_PAGE EXCERPT_

──────

There are hundreds of articles out there about the importance of eating sustainably-produced foods. But while a lot of these give good reasons when it comes to why, they aren’t very clear about how or what. Maybe they include a few tips here and there, but they don’t really help when you’ve got a hungry family to cook dinner for and you’re on your way to the grocery store.
With that in mind, we’ve put together a guide to help you put a healthy, environmentally-friendly dinner on the table. Start with a main of sustainable fish (health professionals recommend you eat two servings per week). Get out your shopping list—here’s what you’ll need:
1. The Fish, of Course
Sustainable fish is the first step for a sustainable fish dinner. Take a trip down to your local market to see what’s in season. Or next time you’re in the grocery store, check for packaged fish that is certified by organizations such as the Aquaculture Stewardship Council, the Global Aquaculture Alliance or Oceanwise. Regal Springs is approved by several industry certifiers.
Tilapia is a great choice for any cook looking for sustainable and delicious fish. It has a light taste that naturally complements many flavors. Sustainable Tilapia from Regal Springs is raised with pristine water conditions, in lakes with natural currents and on primarily vegetable-based feed. It’s better to buy sustainable seafood that’s imported than unsustainable seafood that’s local—even if it means breaking your 100-mile diet.
Forage fish (small fish that are often prey for larger fish) are a sustainable option as well. Some examples are herring, sardines and anchovies. Do your research before you buy fish to make an educated and sustainable decision.
2. Olive Oil
Whether you’re pan-frying your fish or covering it with a delectable dressing before baking it in the oven, you’ll probably want to use oil. Extra virgin olive oil is a popular option due to the mild scent and taste. It’s made without heat processing, deodorizing or chemical solvents used in other types of oils.
Professional chefs swear by extra virgin olive oil for everything from sauces to sautés. If you want a more cost-effective option, cook your fish in olive oil and then finish the dish with a drizzle of extra virgin olive oil.
From an environmental point of view, olives are considered a low-impact crop: the trees continue to produce lots of fruit even in dry weather and arid climates.
You have probably chopped an onion before and found your eyes watering within seconds. That odor comes from sulphur compounds in the vegetable, and it helps keep insects away. As a result, farmers don’t have to spray pesticides on their onion crops. That’s good news for you and the planet.
4. DIY Herbs
Head to the grocery store and buy a small container of rosemary, basil or parsley. Or, try growing herbs yourself for an abundant, sustainable supply. Having an assortment of herb plants in your kitchen and garden is a great way to start—they’re fragrant, pretty and low cost.
You can easily grow rosemary, sage and thyme in your yard or in flower pots. Rosemary and sage are evergreen and will become big and woody, while thyme is a hardy perennial. Try growing parsley and cilantro in window boxes in your kitchen—they make great ingredients and garnishes. Basil is another beautiful herb. Though it can be grown both indoors and outdoors, it can be a little trickier to keep going. These plants add savory goodness to seafood, and they’re all gifts that keep on giving.

──────

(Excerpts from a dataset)
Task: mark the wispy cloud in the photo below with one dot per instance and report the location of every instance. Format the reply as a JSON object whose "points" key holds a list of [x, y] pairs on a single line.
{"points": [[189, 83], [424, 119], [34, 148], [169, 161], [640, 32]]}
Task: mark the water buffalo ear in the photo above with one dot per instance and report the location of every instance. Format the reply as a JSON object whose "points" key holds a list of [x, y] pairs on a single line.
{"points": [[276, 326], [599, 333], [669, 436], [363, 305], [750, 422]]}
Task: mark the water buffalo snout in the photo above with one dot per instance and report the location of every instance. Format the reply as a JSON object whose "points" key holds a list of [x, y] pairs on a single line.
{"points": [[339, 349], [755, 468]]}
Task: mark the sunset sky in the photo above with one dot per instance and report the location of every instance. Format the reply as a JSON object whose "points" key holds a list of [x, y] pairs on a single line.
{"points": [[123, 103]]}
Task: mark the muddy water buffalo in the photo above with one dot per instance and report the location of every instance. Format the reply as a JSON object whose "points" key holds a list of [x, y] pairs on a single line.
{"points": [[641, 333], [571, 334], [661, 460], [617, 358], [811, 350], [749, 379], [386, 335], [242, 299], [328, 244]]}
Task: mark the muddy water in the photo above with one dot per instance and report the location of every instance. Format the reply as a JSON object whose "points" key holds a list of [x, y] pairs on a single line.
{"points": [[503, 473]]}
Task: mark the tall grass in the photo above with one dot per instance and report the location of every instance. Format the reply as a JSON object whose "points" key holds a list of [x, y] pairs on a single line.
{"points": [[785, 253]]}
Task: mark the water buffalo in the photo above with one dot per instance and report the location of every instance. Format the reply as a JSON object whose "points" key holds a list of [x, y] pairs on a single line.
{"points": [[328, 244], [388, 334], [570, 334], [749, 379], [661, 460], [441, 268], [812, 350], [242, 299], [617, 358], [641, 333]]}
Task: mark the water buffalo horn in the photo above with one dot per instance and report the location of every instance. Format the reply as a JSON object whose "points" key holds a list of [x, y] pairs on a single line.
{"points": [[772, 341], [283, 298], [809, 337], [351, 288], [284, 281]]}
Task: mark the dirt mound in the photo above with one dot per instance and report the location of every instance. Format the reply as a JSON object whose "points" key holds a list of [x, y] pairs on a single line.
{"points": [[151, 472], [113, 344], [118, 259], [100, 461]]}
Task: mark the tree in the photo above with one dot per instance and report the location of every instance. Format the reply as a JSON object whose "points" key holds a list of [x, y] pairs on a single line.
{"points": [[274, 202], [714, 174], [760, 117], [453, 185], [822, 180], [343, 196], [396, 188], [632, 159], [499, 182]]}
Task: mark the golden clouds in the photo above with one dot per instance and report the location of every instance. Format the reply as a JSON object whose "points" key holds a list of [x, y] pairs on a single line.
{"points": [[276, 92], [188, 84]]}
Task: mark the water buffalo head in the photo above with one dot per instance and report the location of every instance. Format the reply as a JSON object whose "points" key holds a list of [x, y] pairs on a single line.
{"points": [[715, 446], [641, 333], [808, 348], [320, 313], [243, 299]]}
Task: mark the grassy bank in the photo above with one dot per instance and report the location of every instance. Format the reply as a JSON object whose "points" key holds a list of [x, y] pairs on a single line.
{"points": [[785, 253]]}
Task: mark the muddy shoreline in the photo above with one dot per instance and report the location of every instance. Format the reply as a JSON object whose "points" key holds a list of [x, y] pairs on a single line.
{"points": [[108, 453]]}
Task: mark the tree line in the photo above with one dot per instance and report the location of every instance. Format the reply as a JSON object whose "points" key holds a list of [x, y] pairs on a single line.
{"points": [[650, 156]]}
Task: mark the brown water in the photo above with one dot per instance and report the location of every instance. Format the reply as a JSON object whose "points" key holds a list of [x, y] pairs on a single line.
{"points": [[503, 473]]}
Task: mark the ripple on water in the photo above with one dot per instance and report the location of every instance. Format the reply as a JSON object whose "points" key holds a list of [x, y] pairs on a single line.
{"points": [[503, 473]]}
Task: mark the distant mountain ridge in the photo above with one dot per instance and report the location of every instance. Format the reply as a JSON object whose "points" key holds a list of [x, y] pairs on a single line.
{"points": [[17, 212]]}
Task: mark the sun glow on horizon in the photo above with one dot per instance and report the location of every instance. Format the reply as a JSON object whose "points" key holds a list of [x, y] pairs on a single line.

──────

_ACTION ITEM_
According to the guide on cooking a sustainable fish dinner, how many servings of fish per week do health professionals recommend? These rows have no connection to the guide.

_WRITTEN ANSWER_
Two servings per week.